## GOAL
Exclude the pictures, then repeat the remaining data exactly.

## MATERIAL PROVIDED
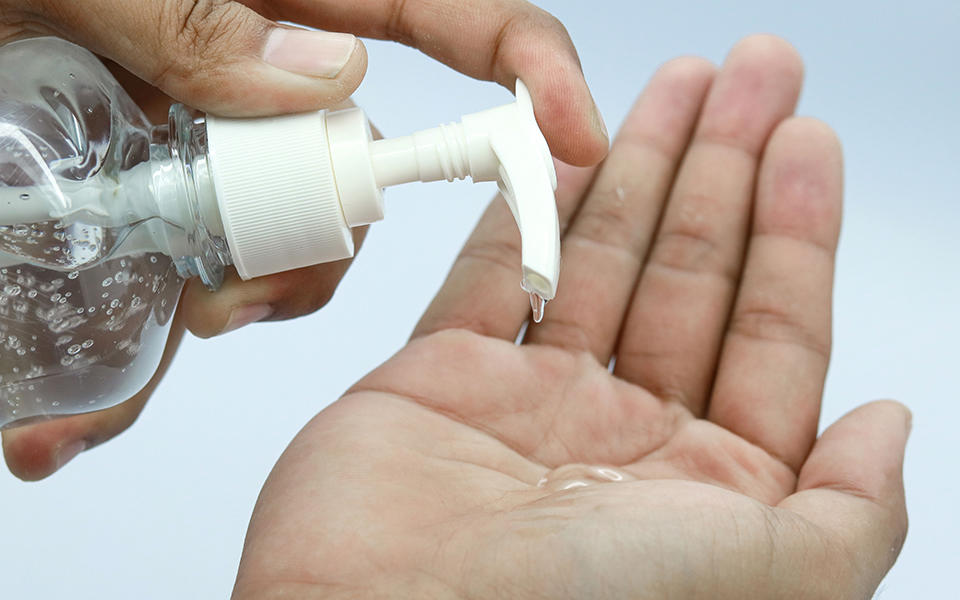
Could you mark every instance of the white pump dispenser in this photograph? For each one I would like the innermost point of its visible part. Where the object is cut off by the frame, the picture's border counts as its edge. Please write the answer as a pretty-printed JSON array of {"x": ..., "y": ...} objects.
[
  {"x": 103, "y": 216},
  {"x": 290, "y": 188}
]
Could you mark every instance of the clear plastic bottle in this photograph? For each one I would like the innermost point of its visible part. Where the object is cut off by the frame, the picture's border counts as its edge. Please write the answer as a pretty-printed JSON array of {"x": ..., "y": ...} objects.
[{"x": 103, "y": 216}]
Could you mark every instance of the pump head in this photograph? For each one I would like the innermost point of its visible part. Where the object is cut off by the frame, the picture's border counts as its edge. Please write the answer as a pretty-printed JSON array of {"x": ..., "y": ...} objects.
[{"x": 320, "y": 174}]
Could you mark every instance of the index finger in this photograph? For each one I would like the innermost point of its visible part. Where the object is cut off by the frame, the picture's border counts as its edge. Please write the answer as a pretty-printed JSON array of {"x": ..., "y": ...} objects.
[{"x": 494, "y": 40}]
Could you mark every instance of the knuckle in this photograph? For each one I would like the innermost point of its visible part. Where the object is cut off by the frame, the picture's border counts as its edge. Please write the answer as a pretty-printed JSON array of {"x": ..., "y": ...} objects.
[
  {"x": 200, "y": 31},
  {"x": 691, "y": 249},
  {"x": 774, "y": 325},
  {"x": 504, "y": 254}
]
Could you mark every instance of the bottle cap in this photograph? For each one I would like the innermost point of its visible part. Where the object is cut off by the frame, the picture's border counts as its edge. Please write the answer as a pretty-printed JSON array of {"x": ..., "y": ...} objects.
[
  {"x": 276, "y": 192},
  {"x": 290, "y": 188}
]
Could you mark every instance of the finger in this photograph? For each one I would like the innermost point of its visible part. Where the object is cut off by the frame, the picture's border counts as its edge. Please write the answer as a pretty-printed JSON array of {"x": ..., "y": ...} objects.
[
  {"x": 777, "y": 347},
  {"x": 36, "y": 451},
  {"x": 276, "y": 297},
  {"x": 675, "y": 323},
  {"x": 608, "y": 239},
  {"x": 482, "y": 292},
  {"x": 215, "y": 55},
  {"x": 496, "y": 40},
  {"x": 851, "y": 487}
]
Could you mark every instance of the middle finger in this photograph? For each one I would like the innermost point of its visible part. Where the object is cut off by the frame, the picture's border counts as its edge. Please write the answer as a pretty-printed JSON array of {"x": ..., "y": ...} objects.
[
  {"x": 673, "y": 332},
  {"x": 607, "y": 241}
]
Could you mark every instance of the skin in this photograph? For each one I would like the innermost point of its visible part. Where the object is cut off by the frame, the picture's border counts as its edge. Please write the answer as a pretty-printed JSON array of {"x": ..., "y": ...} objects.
[
  {"x": 208, "y": 54},
  {"x": 708, "y": 276}
]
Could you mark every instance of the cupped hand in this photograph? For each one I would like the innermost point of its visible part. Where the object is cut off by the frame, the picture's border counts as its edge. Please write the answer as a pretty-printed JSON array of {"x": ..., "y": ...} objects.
[
  {"x": 655, "y": 435},
  {"x": 237, "y": 59}
]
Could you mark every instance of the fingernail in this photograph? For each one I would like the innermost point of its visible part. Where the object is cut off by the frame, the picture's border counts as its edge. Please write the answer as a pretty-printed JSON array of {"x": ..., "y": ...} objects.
[
  {"x": 244, "y": 315},
  {"x": 68, "y": 452},
  {"x": 313, "y": 53}
]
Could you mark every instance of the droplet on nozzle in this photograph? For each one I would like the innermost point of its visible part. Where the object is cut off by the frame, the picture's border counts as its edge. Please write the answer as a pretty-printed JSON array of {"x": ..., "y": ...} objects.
[{"x": 537, "y": 303}]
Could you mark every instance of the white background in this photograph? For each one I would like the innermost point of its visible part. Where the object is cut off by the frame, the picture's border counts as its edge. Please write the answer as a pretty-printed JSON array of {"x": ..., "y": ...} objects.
[{"x": 161, "y": 511}]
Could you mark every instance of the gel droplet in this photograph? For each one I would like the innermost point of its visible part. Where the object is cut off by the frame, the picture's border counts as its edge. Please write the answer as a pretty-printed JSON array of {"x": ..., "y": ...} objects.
[
  {"x": 573, "y": 476},
  {"x": 537, "y": 303}
]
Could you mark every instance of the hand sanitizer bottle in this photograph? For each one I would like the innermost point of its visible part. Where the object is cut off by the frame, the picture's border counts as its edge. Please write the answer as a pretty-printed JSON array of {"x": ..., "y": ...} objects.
[{"x": 103, "y": 216}]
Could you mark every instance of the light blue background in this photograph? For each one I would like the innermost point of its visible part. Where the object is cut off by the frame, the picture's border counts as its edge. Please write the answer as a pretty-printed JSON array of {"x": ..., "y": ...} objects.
[{"x": 161, "y": 512}]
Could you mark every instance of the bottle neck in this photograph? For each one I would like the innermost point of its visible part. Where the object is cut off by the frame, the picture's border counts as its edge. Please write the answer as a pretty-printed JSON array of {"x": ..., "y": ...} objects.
[{"x": 182, "y": 189}]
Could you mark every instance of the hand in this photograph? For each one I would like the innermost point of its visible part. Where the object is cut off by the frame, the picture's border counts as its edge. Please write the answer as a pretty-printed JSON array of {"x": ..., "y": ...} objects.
[
  {"x": 229, "y": 58},
  {"x": 700, "y": 256}
]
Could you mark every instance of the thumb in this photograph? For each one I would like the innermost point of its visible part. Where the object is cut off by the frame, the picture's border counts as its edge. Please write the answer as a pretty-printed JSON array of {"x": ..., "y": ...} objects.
[
  {"x": 215, "y": 55},
  {"x": 851, "y": 487}
]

## SOLUTION TO THIS TASK
Could you mark every instance of the white pump dispenser in this photograph? For each one I would like the innermost point of its visible part. Where the object is cut off by the frame, the picture's border counts as its edge. Please write the answer as a pretty-printed JSON array of {"x": ..., "y": ...} objects.
[
  {"x": 103, "y": 216},
  {"x": 290, "y": 188}
]
Could you mark every instance of the clear plastic bottle in this photograph? For each one I would like the innermost point of its visible part. Where the object is cut off by the frame, the picture's border counts as its edge. Please write the answer as a pretty-printed JSON array of {"x": ..., "y": ...} objects.
[{"x": 103, "y": 216}]
Could you mark every instance of the pump head in this photograph? For each one I would like the innermost point of its visible part. Where the object is cut off by the frame, the picture's border counts as its edge. Please write the answer as a pretty-printed JSON array of {"x": ..., "y": ...} objects.
[{"x": 320, "y": 174}]
Could you mark every instance of the index finger in this photograph? For each one I would like the innermost point of its visible part. Where the object is cut off by the frame, the picture's border counts as its edge. Please write the answer as a pretty-printed JSON array of {"x": ..., "y": ...} objects.
[{"x": 494, "y": 40}]
Could you mark every instance of the knuckle in this photograph? For each one I would like the innermost point of its visible part. Where the object is cut off by the frame, the picture's border counts as its edge. Please write the answer as a pretty-printed JSON array of {"x": ..., "y": ...} objects.
[
  {"x": 200, "y": 31},
  {"x": 691, "y": 249},
  {"x": 774, "y": 325},
  {"x": 504, "y": 254}
]
Could you mark every instance of the bottle cap in this photograph? For each one I would like the innermost point of its visible part. Where the object is cut off by the frame, the picture's border counts as its edge. Please write the answer as a pretty-printed JSON array of {"x": ..., "y": ...} objects.
[
  {"x": 276, "y": 192},
  {"x": 290, "y": 188}
]
Could you mark every instance of the finger in this photograph? For each one I would like the innermost point of its visible part. Where the object is cut off by the frame, the picture's border counts as its edge. Please write the answer as a pretty-printed JSON array of {"x": ..., "y": ...} objects.
[
  {"x": 777, "y": 347},
  {"x": 36, "y": 451},
  {"x": 276, "y": 297},
  {"x": 675, "y": 323},
  {"x": 608, "y": 239},
  {"x": 482, "y": 292},
  {"x": 215, "y": 55},
  {"x": 496, "y": 40},
  {"x": 851, "y": 487}
]
Could you mark every instance of the middle finger in this photograph? For each one I would like the innermost point of its visible part. Where the object is cut off by the frame, the picture's border counts as its edge. Please write the answer as a pretty-printed JSON array of {"x": ..., "y": ...} objects.
[
  {"x": 673, "y": 332},
  {"x": 607, "y": 241}
]
Could you mark every instance of the skin in this photograph? For each one I would like the innermost point of its visible part. Where the object is cut off by the frame, the picture's border counts as its edge. Please write the answer as a pretty-printed JSON array of {"x": ..., "y": ...} objects.
[
  {"x": 208, "y": 54},
  {"x": 708, "y": 276}
]
Could you mark every instance of the cupped hand in this photograph? For each one I would like the innermost point of its visible part. Where the object is cut off by the frame, the picture's border counts as its edge. Please write the answer as a pretty-printed JSON array of {"x": ..., "y": ...} objects.
[
  {"x": 655, "y": 435},
  {"x": 237, "y": 59}
]
Could you mark every instance of the fingernail in this photograph? For each one I would like the innermost point of its visible part. Where the object is cut off by the frame, the picture's border counts as its edge. Please write the answer as a pretty-printed JSON array of {"x": ..., "y": ...} objects.
[
  {"x": 244, "y": 315},
  {"x": 68, "y": 452},
  {"x": 313, "y": 53}
]
Could you mark every instance of the droplet on nozzle in this photograph? For each one I would like the innermost point of its visible part. Where the object is cut off by the frame, the picture's border counts as its edge. Please write the answer as a pretty-printed JSON array of {"x": ..., "y": ...} objects.
[{"x": 537, "y": 303}]
Could you mark every instance of the white background in this photograph? For each one I would like the innermost point of its visible part. Where the object is cut off by the frame, the picture's border counts as its edge. Please write the answer as a pretty-printed JSON array of {"x": ..., "y": ...} objects.
[{"x": 161, "y": 511}]
Could you mark every instance of the gel droplet in this photograph? For each one I would like the innermost point of its visible part. Where the object is cut off by the frame, the picture's border counts as its edge. Please write the answer as a pretty-printed JSON array of {"x": ..., "y": ...} objects.
[
  {"x": 573, "y": 476},
  {"x": 537, "y": 303}
]
Could you mark every instance of the hand sanitizer bottle in this photograph? For each one I would like the innermost point of its visible part. Where the object is cut off by the frame, the picture's border counts as its edge. Please write the answer as a pretty-printed JSON array of {"x": ..., "y": ...} objects.
[{"x": 103, "y": 216}]
Could you mark every instance of the light blue background in this photograph? For each one I would like the innermost point of its visible part. Where the object is cut off by the frame, the picture's border counts as its edge. Please write the answer as a pretty-printed JSON array of {"x": ..., "y": ...} objects.
[{"x": 161, "y": 512}]
Could you mark every instance of the bottle neck in this photograph? For each one I would like the innermost point of its visible part. Where the object is cut off by the frame, the picture's border counts as its edge. Please write the answer as a pretty-printed JSON array of {"x": ..., "y": ...} objects.
[{"x": 182, "y": 189}]
Could you mark every instance of the hand in this photograph? For each one I would like the innermost point of its visible part. Where the object is cut off by the frame, the picture's border counts as its edge. Please write the answer as a pretty-printed JSON array of {"x": ..., "y": ...} objects.
[
  {"x": 229, "y": 58},
  {"x": 700, "y": 256}
]
Could you mark every instance of the thumb in this photograph? For each one I would like the innermost point of its visible part. Where the object is cut off by the frame, the picture's border counts as its edge. Please write the answer as a pretty-printed JSON array of {"x": ..., "y": ...} objects.
[
  {"x": 215, "y": 55},
  {"x": 851, "y": 487}
]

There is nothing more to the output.